Work instructions:
Please reproduce each of the following entries verbatim, line for line.

Supplied records:
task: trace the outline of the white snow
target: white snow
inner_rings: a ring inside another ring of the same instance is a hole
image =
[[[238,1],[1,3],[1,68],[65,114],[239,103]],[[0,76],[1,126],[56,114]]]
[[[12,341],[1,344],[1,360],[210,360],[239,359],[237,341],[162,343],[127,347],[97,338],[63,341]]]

The response:
task: trace the outline of the white snow
target: white snow
inner_rings: a ring inside another ring of the same instance is a hole
image =
[[[238,1],[1,3],[1,68],[65,114],[239,103]],[[0,76],[1,126],[56,114]]]
[[[12,341],[1,344],[1,360],[210,360],[239,359],[237,341],[162,343],[127,347],[97,338],[63,341]]]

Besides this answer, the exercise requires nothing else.